** Opening Exercise data block **

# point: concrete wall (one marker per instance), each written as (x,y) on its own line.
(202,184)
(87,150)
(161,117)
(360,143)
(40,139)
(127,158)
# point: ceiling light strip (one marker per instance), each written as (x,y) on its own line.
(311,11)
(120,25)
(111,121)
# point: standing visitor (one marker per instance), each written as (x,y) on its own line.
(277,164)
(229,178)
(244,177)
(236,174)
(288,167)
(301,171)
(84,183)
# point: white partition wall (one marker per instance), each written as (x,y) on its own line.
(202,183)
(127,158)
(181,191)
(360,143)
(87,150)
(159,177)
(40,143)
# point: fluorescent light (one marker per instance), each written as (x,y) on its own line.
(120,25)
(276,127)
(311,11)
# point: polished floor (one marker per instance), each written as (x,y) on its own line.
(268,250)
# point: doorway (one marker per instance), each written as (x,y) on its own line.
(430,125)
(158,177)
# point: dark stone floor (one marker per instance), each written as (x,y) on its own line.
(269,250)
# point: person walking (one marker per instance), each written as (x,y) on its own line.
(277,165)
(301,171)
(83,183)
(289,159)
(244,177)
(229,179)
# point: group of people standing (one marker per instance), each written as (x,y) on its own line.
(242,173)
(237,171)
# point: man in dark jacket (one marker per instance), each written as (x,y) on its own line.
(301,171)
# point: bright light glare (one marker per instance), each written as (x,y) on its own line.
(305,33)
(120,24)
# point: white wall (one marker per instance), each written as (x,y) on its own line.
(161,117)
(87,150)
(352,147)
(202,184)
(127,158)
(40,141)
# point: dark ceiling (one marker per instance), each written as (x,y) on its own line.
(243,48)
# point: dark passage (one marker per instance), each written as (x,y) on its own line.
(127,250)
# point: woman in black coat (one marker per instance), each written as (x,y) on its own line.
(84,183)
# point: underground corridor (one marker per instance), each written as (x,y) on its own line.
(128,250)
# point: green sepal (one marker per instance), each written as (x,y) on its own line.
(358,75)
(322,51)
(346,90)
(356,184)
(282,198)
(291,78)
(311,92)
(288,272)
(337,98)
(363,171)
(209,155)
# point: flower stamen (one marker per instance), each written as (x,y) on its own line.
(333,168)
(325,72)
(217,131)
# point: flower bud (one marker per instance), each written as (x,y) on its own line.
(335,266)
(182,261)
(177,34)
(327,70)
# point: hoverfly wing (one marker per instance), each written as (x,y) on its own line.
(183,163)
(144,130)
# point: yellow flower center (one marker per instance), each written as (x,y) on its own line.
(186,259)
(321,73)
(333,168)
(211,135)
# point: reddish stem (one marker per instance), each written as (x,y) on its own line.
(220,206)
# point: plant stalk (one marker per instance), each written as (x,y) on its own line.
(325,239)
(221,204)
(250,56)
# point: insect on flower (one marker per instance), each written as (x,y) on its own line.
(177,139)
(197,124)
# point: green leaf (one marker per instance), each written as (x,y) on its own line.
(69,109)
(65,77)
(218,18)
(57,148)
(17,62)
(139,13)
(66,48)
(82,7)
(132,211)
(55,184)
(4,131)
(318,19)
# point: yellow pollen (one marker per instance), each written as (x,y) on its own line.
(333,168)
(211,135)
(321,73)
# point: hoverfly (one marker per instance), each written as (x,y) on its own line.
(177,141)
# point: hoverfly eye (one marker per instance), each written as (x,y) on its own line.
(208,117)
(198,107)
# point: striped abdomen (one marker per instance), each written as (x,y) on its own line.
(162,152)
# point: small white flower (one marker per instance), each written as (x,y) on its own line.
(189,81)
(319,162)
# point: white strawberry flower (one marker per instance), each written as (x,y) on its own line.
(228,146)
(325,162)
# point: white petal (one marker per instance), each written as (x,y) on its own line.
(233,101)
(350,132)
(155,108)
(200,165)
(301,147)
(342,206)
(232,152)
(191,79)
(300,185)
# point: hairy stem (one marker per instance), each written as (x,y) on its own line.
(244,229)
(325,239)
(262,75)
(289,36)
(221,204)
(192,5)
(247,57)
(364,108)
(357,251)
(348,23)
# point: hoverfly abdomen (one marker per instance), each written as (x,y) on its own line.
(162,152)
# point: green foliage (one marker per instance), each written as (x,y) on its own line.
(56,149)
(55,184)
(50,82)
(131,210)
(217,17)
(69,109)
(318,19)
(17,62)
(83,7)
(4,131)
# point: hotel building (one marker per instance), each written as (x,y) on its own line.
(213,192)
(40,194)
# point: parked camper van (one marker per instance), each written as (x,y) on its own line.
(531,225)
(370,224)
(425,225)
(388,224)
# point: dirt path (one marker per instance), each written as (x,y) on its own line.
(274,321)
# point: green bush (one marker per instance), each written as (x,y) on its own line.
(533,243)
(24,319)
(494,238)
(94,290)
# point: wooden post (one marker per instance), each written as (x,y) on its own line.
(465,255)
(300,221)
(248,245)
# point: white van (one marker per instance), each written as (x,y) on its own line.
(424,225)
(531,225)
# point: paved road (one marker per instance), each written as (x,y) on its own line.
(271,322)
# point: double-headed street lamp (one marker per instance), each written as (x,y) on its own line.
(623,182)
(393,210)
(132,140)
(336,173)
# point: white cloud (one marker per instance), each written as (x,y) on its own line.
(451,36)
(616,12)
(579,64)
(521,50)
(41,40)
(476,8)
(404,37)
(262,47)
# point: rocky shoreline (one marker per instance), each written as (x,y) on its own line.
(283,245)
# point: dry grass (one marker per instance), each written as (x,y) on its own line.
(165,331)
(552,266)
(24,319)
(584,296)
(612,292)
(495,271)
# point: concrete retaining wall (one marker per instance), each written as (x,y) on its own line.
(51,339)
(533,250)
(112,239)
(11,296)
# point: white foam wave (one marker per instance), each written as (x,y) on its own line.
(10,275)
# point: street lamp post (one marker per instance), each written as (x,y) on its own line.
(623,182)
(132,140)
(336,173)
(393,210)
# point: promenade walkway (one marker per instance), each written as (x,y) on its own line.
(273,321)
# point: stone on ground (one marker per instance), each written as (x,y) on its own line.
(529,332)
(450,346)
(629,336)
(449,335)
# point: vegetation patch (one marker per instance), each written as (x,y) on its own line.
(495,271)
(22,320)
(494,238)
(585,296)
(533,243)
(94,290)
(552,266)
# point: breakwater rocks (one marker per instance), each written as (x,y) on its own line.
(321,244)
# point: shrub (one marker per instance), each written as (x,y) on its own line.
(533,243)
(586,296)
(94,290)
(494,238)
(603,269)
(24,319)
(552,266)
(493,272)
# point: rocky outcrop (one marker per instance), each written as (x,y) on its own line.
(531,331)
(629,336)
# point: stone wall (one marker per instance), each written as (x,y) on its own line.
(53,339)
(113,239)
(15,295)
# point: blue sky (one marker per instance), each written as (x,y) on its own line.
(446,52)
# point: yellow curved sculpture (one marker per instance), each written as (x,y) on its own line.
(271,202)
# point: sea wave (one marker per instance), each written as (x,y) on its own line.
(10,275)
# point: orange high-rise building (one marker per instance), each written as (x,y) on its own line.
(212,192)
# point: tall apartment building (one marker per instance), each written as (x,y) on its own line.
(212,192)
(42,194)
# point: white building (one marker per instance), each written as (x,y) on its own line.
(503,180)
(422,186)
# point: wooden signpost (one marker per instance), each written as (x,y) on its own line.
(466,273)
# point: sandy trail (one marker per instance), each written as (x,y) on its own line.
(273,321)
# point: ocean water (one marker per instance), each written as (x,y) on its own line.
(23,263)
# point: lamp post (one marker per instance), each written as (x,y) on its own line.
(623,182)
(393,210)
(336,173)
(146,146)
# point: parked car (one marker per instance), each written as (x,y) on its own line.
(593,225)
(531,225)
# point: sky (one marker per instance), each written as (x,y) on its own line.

** Closing Exercise data block **

**Exercise description:**
The records shown above must be returned in full, exactly as written.

**Solution for this exercise:**
# point: concrete wall (one marker per instance), each written as (x,y) on its own line.
(202,184)
(87,150)
(161,117)
(360,143)
(40,139)
(127,158)
# point: ceiling light strip (one marker per instance), each written as (x,y) on its own line.
(311,11)
(120,25)
(111,121)
# point: standing visitor (one marker per instance), each written as (x,y) on its own line.
(277,164)
(229,178)
(244,177)
(236,174)
(288,167)
(301,171)
(84,183)
# point: white partition wall (one marker per instance), each written as (x,y) on its own line.
(202,183)
(127,158)
(181,191)
(360,143)
(87,150)
(159,177)
(40,143)
# point: fluorescent light (one marker per instance), each written as (x,y) on its own line.
(120,25)
(276,127)
(311,11)
# point: polished floor (one marker per instance), each written as (x,y) on its own line.
(268,250)
# point: doorway (one marker per instance), each written as (x,y) on its own line.
(430,125)
(158,177)
# point: dark stone floor (one marker per instance), each written as (x,y) on its own line.
(269,250)
# point: person walking (one marker per instance), each written as (x,y) on its own line.
(277,165)
(301,171)
(83,183)
(289,159)
(244,177)
(229,179)
# point: group of people standing (one marker per instance), each written as (x,y) on its own line.
(242,173)
(237,171)
# point: man in dark jacket (one marker per instance), each written as (x,y) on its own line.
(301,171)
# point: bright light glare (one marker per instance), each written as (x,y) on its own line.
(305,33)
(120,24)
# point: white wall (one marker per instance), each written as (x,y) on its own line.
(161,117)
(87,150)
(352,147)
(202,184)
(127,158)
(40,141)
# point: dark ceiling (one marker per instance), each written as (x,y) on its own line.
(243,48)
# point: dark passage (one marker per instance), each written as (x,y) on its own line.
(127,250)
# point: woman in black coat (one marker per instance), each written as (x,y) on its own line.
(84,183)
# point: underground corridor (one marker per instance), each written as (x,y) on its own line.
(128,250)
# point: green sepal (one marker per instance), each written as (x,y) on its own line.
(358,75)
(322,51)
(346,90)
(356,184)
(282,198)
(291,78)
(311,92)
(288,272)
(337,98)
(363,171)
(209,155)
# point: flower stamen (one marker per instance), each written as (x,y) on its own line.
(333,168)
(325,72)
(217,131)
# point: flower bud (one marker per instance), each written as (x,y) on its own line.
(335,266)
(182,261)
(177,34)
(327,70)
# point: hoverfly wing (one marker per instance), each written as (x,y) on its own line.
(183,163)
(144,130)
# point: yellow flower center (one marker per instance), each written as (x,y) on its own line.
(186,259)
(321,73)
(333,168)
(211,135)
# point: reddish stem (one marker per instance), each written as (x,y) on its own line.
(220,206)
# point: plant stalk (one marker per instance), each written as (x,y) on its own line.
(325,239)
(221,204)
(250,56)
# point: insect on flower (one marker per instance), each written as (x,y) on its own line.
(177,139)
(197,124)
# point: green leaf (one marker per instance), each written as (x,y) on its own line.
(69,109)
(65,77)
(218,18)
(57,148)
(17,62)
(139,13)
(66,48)
(82,7)
(132,211)
(55,184)
(4,131)
(318,19)
# point: yellow pollen (one marker per instance), each written as (x,y) on its own line.
(333,168)
(211,135)
(321,73)
# point: hoverfly (one marker per instance), each written as (x,y) on its own line.
(177,141)
# point: hoverfly eye (one marker per instance), each written as (x,y) on its own line.
(208,117)
(198,107)
# point: striped abdomen (one marker per instance), each written as (x,y) on its own line.
(162,152)
# point: small white flower (one marker per instance), each written as (x,y) on its own line.
(189,81)
(319,162)
# point: white strawberry flower (one marker per instance), each written as (x,y) on its own line.
(228,146)
(325,162)
# point: white petal (one marker per instance), each written as (x,y) on its own line.
(233,101)
(350,132)
(155,108)
(200,165)
(301,147)
(342,206)
(232,152)
(191,79)
(300,185)
# point: hairy stem (one marker per instance), each written as (x,y) on its own line.
(244,229)
(325,239)
(262,75)
(289,36)
(221,204)
(192,5)
(247,57)
(364,108)
(357,251)
(348,23)
# point: hoverfly abdomen (one marker per instance), each written as (x,y) on its own line.
(162,152)
# point: green foliage (one marker per instance), each written as (x,y) on its own line.
(56,149)
(55,184)
(50,82)
(131,210)
(217,17)
(69,109)
(318,19)
(17,62)
(83,7)
(4,131)
# point: hotel building (one marker per instance), each written as (x,y) on its own line.
(213,192)
(40,194)
# point: parked camper van (one marker per instance), each written as (x,y) on its own line.
(531,225)
(370,224)
(425,225)
(388,224)
# point: dirt path (one marker per instance), each written as (x,y) on its own line.
(274,321)
# point: green bush (one marker per instance), each written as (x,y) on its own line.
(533,243)
(24,319)
(494,238)
(94,290)
# point: wooden post (one marker per instance), each written as (x,y) on its own line.
(465,255)
(300,221)
(248,245)
# point: white van (one marker per instance), each written as (x,y) on its own line.
(424,225)
(531,225)
# point: paved road (one marker per instance), each written as (x,y) on its own line.
(271,322)
# point: double-headed street lamp (one marker per instance), each written as (x,y) on its own line.
(623,182)
(393,210)
(132,140)
(336,173)
# point: white cloud (one marker per instance), each written as (x,y) on its own line.
(451,36)
(616,12)
(579,64)
(521,50)
(41,40)
(476,8)
(404,37)
(262,47)
# point: rocky shoreline (one marker per instance), each written as (x,y) on its own line.
(283,245)
# point: dry grass (one marker per instance), each written as (x,y) on its own line.
(165,331)
(552,266)
(24,319)
(584,296)
(612,292)
(495,271)
# point: concrete retaining wall (one marker per instance), each written as (x,y) on its own line.
(51,339)
(533,250)
(112,239)
(11,296)
# point: white foam wave (one marker per instance), each written as (x,y) on its own line.
(10,275)
# point: street lamp post (one marker per instance), each written as (x,y) on its own line.
(623,182)
(132,140)
(336,173)
(393,210)
# point: promenade walkway (one marker per instance), each written as (x,y) on its own line.
(273,321)
# point: stone on ground (one marker per instance), each written as (x,y) on its own line.
(529,332)
(450,346)
(629,336)
(449,335)
# point: vegetation patch (one marker per instance), each written as (x,y) on its own line.
(495,271)
(22,320)
(494,238)
(585,296)
(533,243)
(94,290)
(552,266)
# point: breakwater rocks (one marker per instance), each written as (x,y) on its own line.
(321,244)
# point: shrub (one marker per instance), each written as (x,y) on its own line.
(533,243)
(586,296)
(94,290)
(494,238)
(603,269)
(24,319)
(552,266)
(493,272)
# point: rocky outcrop (one marker per instance), each written as (x,y) on its own line.
(531,331)
(629,336)
# point: stone wall (one marker per instance), each written as (x,y) on its own line.
(53,339)
(113,239)
(15,295)
# point: blue sky (one marker per instance), each written as (x,y) on its own line.
(446,52)
# point: yellow curved sculpture (one marker per instance), each written as (x,y) on its own line.
(271,202)
# point: sea wave (one marker per instance), each written as (x,y) on its own line.
(10,275)
# point: orange high-rise building (one marker per instance), each written as (x,y) on its own line.
(212,192)
# point: tall apartment building (one marker per instance), each written as (x,y) on its own line.
(212,192)
(42,194)
# point: white building (one marker per instance), each written as (x,y) on its own line.
(503,180)
(422,186)
# point: wooden signpost (one marker per instance), each written as (x,y) on its own line.
(466,273)
# point: sandy trail (one marker per instance), each written as (x,y) on its own line.
(273,321)
# point: ocean water (one marker per instance), each written as (x,y) on its own line.
(23,263)
# point: lamp post (one marker per instance), each written as (x,y) on its own line.
(623,182)
(393,210)
(336,173)
(146,146)
# point: parked car (one marker per instance), each written as (x,y) on its own line.
(593,225)
(531,225)
# point: sky (one marker per instance), each written as (x,y) on its own line.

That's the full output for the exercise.